Without including any images, repeat the data exactly.

═════ RECORDS TO PROCESS

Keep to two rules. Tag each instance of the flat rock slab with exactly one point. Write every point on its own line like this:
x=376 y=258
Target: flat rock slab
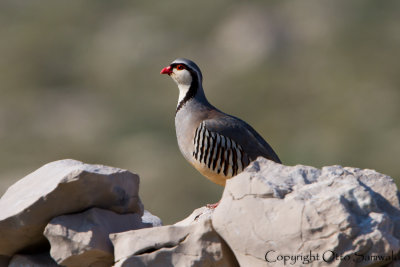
x=57 y=188
x=82 y=239
x=196 y=244
x=270 y=211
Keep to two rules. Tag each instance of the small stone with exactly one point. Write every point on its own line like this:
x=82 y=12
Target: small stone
x=57 y=188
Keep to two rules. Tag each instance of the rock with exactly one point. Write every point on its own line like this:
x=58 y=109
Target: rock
x=82 y=239
x=270 y=211
x=4 y=261
x=150 y=220
x=35 y=260
x=196 y=244
x=57 y=188
x=197 y=215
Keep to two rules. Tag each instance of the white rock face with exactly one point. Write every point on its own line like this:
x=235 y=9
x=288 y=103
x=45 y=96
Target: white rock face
x=194 y=245
x=289 y=211
x=80 y=240
x=57 y=188
x=36 y=260
x=269 y=215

══════════

* _RESULT OF THE TASK_:
Keep to two rules. Tag each instance of the flat rock slab with exactly one point. Write every point on its own line like this:
x=376 y=258
Target: flat rock slab
x=57 y=188
x=82 y=239
x=196 y=244
x=270 y=211
Keep to two rules. Tag each instance of the small stone with exactly one point. Write every point on its own line like this:
x=82 y=12
Target: small stone
x=57 y=188
Keep to two rules. Tag each instance of the rock with exactly one point. Write every point on its own line like this:
x=58 y=109
Target: rock
x=82 y=239
x=270 y=211
x=4 y=261
x=150 y=220
x=35 y=260
x=196 y=244
x=57 y=188
x=197 y=215
Keep to two rules. Tag each instance of the white rock face with exactly one point. Write every point on its own line like this:
x=235 y=9
x=288 y=103
x=45 y=96
Target: white rock face
x=194 y=245
x=289 y=211
x=80 y=240
x=57 y=188
x=36 y=260
x=269 y=215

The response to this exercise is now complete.